## TASKS AND EXERCISES
1. According to the passage on Indian nobility, where does Cossimbazar keep his feet firmly on the ground?
2. Present everything in the listing from the line containing "Annotate the ocean" down to the line containing "<point>215,299</point>" as a Markdown table with the columns Row and Line, leaving out blank lines.

## EXTRACT
[start]

It has little in the way of exotic wealth. There are parts of India where a town or a village is still dominated by the
presence
of a local prince, whose patronage extends through hovel, market place and temple. He may be physically withdrawn, and he will certainly be taxed to the marrow by the State, but he is still there and his influence and his employment still count. A few miles upstream of the ghats at Benares there is a great white palace on the South bank of the Ganga. Part of it has become a museum and the visitor may inspect a romantic collection of objects; a shed full of palanquins and broughams, and coaches to be drawn by four horses; another packed with howdahs chased in silver, tasselled with silk and emblazoned with heraldry, in which majesty would sit and sway on top of elephants; a long gallery full of muskets and pikes and wicked swords like the one whose curved blade has ball-bearings racing up and down a channel in the middle, the more easily to decapitate a victim. But much of the palace is still a very private place, where a Maharajah and his family sit and control the considerable
remnant
of a king’s ransom, and from which they still carry weight in the affairs of Benares. Calcutta is not like that. It is not by any means devoid of nobility. It accommodates the Maharajah of Cooch Behar, the Maharajah of Cossimbazar, the Maharajah of Mayurbhanj, the Maharajah Ruler of Sonepur State, the Maharajah of Nattore and the lady Maharani Bahadura of Nadia. It is home for the even more exalted Maharajadhiraja Bahadur of Burdwan, Sir Uday Chand Mahtab. Yet while these people
still dwell in palaces of a kind, they are distinctly suburban palaces. While Burdwan still takes the platform of the British Indian Association chiefly to lament the fact that zamindars have fallen upon evil days and to suggest that the land-holding
community
has been denied justice, Cossimbazar avoids publicity and keeps his feet sticking firmly to the ground in a collection of china clay mines.

[end]

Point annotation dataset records
[start]

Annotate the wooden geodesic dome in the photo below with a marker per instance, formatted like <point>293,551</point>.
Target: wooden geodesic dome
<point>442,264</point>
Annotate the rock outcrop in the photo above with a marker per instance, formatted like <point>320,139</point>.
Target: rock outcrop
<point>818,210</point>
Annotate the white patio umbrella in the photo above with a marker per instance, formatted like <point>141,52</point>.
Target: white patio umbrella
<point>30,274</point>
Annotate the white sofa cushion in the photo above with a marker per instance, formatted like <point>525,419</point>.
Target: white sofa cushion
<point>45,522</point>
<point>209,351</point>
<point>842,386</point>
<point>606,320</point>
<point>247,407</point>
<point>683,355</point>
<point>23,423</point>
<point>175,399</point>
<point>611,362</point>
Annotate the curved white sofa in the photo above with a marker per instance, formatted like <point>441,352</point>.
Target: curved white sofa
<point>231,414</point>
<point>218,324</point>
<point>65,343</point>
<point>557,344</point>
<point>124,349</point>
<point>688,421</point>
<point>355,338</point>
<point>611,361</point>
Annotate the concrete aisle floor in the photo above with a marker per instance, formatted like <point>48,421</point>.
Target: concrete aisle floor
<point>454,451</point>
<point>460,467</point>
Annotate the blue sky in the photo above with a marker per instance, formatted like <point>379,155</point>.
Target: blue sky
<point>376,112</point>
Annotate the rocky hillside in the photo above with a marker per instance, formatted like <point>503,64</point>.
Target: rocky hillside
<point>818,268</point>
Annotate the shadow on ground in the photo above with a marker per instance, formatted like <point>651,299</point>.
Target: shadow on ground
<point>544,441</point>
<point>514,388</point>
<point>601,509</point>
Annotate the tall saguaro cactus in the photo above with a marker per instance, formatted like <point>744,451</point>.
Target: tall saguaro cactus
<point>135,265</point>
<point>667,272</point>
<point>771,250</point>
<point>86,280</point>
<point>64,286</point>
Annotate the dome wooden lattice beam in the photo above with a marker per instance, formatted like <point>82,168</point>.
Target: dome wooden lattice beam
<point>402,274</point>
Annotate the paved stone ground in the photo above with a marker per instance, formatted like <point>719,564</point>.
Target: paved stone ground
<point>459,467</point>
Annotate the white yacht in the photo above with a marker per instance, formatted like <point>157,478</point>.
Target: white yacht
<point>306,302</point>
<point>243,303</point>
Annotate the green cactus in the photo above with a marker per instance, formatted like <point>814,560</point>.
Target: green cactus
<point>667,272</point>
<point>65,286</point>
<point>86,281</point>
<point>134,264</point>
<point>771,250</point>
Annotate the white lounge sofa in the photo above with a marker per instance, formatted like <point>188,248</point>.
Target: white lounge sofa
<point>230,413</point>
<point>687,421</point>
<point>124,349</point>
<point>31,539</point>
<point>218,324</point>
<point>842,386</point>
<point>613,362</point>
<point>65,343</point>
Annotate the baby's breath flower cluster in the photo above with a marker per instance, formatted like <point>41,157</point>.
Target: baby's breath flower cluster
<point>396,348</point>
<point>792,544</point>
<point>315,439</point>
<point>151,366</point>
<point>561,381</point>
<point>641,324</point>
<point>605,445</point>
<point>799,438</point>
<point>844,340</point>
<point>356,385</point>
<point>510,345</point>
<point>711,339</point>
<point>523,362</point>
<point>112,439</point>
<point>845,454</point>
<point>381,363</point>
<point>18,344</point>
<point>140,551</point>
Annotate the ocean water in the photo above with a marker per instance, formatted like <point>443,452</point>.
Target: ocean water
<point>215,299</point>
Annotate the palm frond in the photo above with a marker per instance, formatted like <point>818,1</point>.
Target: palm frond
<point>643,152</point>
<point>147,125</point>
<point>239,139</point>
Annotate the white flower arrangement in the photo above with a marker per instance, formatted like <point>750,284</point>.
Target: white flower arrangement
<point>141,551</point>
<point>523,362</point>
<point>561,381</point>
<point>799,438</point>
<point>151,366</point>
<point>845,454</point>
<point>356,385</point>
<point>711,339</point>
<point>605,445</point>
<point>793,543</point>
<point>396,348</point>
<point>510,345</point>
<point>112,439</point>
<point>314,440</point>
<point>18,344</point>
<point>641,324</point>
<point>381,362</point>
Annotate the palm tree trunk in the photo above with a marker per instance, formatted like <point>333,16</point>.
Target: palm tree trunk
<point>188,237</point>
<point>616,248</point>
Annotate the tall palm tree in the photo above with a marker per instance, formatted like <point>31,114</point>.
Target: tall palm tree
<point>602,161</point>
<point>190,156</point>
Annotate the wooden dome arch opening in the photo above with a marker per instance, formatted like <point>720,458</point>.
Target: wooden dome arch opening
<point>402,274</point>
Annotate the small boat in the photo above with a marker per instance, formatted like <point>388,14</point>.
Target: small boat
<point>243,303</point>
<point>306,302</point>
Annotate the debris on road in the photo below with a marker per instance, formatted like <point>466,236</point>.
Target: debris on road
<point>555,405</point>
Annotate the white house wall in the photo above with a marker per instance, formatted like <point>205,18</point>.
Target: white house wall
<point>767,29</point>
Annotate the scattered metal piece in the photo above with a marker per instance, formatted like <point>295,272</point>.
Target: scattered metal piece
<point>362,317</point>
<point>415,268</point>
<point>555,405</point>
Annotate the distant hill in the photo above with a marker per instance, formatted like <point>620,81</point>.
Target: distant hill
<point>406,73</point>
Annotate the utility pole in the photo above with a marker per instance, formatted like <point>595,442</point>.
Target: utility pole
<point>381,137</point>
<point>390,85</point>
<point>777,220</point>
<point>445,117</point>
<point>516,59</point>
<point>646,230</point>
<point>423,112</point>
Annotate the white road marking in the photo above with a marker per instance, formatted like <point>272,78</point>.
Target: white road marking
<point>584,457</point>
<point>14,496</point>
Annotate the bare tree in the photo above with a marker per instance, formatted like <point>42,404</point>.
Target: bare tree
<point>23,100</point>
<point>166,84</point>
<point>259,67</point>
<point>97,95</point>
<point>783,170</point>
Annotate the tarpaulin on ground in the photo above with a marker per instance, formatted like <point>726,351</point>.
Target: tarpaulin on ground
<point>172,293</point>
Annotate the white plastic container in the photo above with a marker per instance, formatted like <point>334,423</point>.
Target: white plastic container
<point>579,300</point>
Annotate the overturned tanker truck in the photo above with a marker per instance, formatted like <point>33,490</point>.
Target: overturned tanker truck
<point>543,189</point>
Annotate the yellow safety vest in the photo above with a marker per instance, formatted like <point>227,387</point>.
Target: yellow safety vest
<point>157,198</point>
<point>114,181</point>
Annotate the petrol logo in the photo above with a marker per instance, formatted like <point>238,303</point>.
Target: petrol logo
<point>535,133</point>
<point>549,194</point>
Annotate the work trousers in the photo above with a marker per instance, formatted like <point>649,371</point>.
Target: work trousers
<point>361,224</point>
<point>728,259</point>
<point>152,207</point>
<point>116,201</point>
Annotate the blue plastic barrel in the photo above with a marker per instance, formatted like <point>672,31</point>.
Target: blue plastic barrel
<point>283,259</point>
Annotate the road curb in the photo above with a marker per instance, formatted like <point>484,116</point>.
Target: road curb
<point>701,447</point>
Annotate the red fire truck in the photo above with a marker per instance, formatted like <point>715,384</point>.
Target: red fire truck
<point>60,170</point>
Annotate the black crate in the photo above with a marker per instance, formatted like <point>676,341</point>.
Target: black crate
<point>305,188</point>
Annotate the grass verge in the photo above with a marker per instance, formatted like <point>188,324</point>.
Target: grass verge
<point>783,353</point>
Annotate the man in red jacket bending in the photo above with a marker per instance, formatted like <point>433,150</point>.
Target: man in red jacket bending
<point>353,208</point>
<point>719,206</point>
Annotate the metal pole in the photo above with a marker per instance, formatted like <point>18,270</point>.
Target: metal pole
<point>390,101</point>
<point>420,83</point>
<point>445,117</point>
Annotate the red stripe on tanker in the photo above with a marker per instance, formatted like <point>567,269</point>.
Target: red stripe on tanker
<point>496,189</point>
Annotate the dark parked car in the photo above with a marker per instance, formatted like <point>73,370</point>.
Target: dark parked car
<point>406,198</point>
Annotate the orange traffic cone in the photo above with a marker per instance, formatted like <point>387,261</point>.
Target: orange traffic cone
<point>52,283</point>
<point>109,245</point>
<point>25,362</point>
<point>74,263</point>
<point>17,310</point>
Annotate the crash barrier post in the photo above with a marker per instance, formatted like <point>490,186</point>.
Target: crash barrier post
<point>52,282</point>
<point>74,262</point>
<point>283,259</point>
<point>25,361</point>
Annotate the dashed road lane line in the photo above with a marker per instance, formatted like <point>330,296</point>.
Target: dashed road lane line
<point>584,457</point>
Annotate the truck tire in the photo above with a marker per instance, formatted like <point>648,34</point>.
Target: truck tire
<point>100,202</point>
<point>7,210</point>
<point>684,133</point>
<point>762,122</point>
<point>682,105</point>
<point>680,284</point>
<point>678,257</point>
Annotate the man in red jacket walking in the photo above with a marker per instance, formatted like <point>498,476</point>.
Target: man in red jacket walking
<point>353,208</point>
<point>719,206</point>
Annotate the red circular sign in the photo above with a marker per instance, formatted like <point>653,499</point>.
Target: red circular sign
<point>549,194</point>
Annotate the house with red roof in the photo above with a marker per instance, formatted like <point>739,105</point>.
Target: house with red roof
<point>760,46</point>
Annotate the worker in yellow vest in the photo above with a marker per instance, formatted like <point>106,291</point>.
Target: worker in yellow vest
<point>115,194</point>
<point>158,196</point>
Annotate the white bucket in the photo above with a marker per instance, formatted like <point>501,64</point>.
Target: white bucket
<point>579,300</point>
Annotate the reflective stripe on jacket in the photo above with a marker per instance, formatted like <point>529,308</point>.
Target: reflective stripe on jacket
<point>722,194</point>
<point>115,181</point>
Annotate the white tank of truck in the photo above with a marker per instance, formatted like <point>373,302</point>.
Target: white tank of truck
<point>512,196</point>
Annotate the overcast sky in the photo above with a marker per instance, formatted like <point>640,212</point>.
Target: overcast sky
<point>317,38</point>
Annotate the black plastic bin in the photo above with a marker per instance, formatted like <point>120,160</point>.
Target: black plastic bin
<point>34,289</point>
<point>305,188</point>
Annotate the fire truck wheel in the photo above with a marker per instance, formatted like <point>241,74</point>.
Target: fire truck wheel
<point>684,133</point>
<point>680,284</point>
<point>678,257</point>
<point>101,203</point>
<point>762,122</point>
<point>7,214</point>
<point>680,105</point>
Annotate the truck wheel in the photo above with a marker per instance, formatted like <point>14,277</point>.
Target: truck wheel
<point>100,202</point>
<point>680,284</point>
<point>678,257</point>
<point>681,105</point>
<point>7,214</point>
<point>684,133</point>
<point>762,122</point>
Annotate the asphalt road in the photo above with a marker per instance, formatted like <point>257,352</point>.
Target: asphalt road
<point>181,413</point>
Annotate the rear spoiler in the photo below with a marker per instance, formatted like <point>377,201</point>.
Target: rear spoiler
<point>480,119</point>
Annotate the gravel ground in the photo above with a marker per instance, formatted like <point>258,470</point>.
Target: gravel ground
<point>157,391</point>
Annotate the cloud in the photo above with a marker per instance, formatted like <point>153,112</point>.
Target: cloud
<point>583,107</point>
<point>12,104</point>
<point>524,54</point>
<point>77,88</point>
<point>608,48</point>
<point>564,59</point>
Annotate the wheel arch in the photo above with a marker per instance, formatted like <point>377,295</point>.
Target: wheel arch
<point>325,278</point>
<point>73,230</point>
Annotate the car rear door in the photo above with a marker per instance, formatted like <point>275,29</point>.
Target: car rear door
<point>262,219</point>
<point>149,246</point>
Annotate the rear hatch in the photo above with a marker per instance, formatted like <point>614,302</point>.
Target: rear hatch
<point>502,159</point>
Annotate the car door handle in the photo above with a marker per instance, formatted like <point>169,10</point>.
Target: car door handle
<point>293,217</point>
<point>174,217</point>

[end]

## OUTPUTS BY TASK
1. In a collection of china clay mines.

2.
| Row | Line |
|---|---|
| 1 | Annotate the ocean water in the photo above with a marker per instance, formatted like <point>443,452</point>. |
| 2 | Target: ocean water |
| 3 | <point>215,299</point> |